▸ **DATA FOR THIS EXERCISE**:
▬▬▬▬▬▬
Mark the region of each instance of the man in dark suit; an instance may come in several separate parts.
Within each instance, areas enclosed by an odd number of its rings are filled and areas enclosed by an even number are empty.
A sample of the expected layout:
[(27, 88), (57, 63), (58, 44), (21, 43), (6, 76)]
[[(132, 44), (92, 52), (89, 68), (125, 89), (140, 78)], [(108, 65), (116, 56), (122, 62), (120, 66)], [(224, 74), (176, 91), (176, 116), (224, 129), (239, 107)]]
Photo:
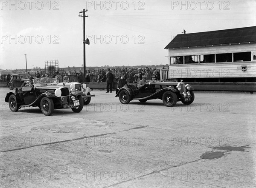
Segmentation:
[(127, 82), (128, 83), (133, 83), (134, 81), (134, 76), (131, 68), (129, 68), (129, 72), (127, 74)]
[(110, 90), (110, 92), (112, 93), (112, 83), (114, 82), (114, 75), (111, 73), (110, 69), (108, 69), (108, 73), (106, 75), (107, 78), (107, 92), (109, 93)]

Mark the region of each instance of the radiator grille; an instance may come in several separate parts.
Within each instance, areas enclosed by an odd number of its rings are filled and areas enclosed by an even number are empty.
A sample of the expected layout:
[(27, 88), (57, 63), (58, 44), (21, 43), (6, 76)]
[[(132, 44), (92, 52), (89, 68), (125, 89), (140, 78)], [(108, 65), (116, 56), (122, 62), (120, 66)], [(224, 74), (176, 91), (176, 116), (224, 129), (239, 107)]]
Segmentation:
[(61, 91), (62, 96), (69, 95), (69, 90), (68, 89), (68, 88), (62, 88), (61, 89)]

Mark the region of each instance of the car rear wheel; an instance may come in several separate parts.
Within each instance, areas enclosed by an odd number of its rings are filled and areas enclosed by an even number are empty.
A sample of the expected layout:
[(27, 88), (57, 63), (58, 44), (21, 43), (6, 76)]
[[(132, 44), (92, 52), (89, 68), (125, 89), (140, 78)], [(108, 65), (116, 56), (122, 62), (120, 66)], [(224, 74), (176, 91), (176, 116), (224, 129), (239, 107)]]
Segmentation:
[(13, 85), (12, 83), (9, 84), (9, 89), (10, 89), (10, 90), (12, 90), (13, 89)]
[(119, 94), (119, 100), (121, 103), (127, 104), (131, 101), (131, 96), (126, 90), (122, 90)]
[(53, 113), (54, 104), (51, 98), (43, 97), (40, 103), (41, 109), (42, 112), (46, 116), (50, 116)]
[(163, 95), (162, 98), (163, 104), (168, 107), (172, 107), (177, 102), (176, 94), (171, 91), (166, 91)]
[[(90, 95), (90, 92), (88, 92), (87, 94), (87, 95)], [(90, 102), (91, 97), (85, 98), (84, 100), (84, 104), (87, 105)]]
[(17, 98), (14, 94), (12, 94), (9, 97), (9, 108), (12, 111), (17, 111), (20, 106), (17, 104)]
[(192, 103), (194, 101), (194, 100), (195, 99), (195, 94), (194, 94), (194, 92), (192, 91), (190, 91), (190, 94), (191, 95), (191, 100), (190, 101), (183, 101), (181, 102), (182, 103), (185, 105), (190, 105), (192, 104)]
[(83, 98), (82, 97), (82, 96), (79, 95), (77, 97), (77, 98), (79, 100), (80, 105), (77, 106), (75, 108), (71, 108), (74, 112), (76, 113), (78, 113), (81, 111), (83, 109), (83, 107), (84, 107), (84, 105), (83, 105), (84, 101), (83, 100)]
▬▬▬▬▬▬
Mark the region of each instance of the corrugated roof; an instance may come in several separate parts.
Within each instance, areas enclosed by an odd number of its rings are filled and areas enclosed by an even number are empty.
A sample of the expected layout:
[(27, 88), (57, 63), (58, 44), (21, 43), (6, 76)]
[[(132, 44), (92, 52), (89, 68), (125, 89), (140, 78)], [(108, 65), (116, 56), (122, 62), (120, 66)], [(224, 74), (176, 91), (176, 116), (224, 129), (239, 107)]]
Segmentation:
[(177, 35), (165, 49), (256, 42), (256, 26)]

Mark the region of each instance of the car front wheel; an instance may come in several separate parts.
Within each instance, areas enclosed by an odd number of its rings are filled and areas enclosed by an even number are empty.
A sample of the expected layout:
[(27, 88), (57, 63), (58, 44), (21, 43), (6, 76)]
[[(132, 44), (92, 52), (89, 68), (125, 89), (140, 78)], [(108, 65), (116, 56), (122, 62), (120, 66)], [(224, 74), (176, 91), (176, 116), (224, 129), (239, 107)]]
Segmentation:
▬▬▬▬▬▬
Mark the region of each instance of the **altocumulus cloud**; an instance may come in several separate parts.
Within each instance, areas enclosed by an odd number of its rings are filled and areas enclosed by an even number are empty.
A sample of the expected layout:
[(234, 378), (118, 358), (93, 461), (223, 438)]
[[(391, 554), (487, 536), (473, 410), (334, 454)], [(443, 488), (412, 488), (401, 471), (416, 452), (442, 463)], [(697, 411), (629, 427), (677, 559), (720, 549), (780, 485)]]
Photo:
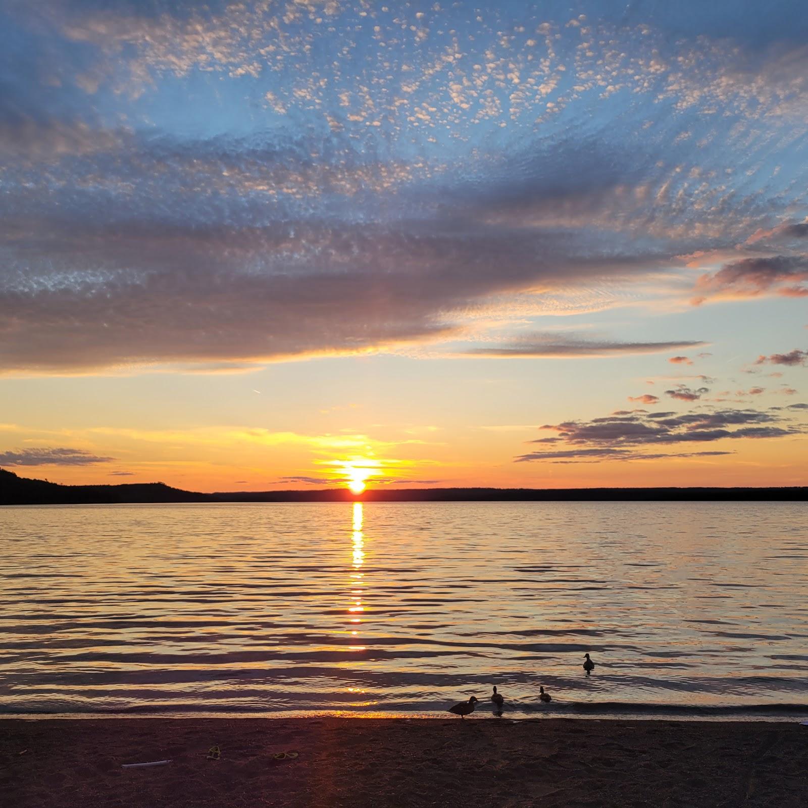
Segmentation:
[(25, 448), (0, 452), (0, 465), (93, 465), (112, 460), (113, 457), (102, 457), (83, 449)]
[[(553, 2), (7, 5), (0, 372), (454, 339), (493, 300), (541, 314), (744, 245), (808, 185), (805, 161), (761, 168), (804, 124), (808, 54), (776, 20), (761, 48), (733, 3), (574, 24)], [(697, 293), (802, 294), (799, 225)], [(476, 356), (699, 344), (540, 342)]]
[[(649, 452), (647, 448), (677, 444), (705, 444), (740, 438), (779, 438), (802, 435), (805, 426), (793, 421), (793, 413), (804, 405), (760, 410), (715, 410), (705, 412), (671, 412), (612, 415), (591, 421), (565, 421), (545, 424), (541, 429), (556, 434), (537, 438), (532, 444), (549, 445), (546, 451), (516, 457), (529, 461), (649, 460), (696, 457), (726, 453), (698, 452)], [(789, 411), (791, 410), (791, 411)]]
▬▬▬▬▬▬
▸ **WHAT IS NEEDED**: Rewrite the lines starting at the one containing "Mark the region of each instance of the man" and ending at the one containing "88), (61, 89)]", replacing "dark suit" with "black suit" and keeping everything else unchanged. Leave the pictures out of your answer.

▸ **RESPONSE TO THIS TASK**:
Mark the region of each instance of the man in black suit; an instance may come in several separate parts.
Within each instance, areas enclosed by an odd number of its rings are filled and areas enclosed by an even number are empty.
A sample of the expected layout:
[(27, 88), (57, 63), (58, 44), (21, 43), (6, 76)]
[[(132, 44), (92, 52), (89, 68), (125, 89), (140, 78)], [(108, 65), (116, 56), (122, 62), (120, 66)], [(224, 74), (176, 91), (176, 116), (224, 129), (239, 107)]]
Photo:
Segmentation:
[(127, 82), (128, 83), (133, 83), (134, 81), (134, 76), (131, 68), (129, 68), (129, 72), (127, 74)]
[(110, 90), (110, 92), (112, 93), (112, 83), (114, 82), (114, 75), (111, 73), (110, 69), (108, 69), (108, 73), (106, 75), (107, 78), (107, 92), (109, 93)]

Mark the region of each instance of the radiator grille; an instance may come in several separate parts.
Within each instance, areas enclosed by an odd number of its rings are filled and areas enclosed by an even number are empty.
A sample of the expected layout:
[(27, 88), (57, 63), (58, 44), (21, 43), (6, 76)]
[[(132, 44), (92, 52), (89, 68), (125, 89), (140, 78)], [(108, 65), (116, 56), (122, 62), (120, 66)], [(224, 74), (176, 91), (176, 116), (224, 129), (239, 107)]]
Segmentation:
[(61, 91), (62, 96), (69, 95), (69, 90), (68, 89), (68, 88), (62, 88), (61, 89)]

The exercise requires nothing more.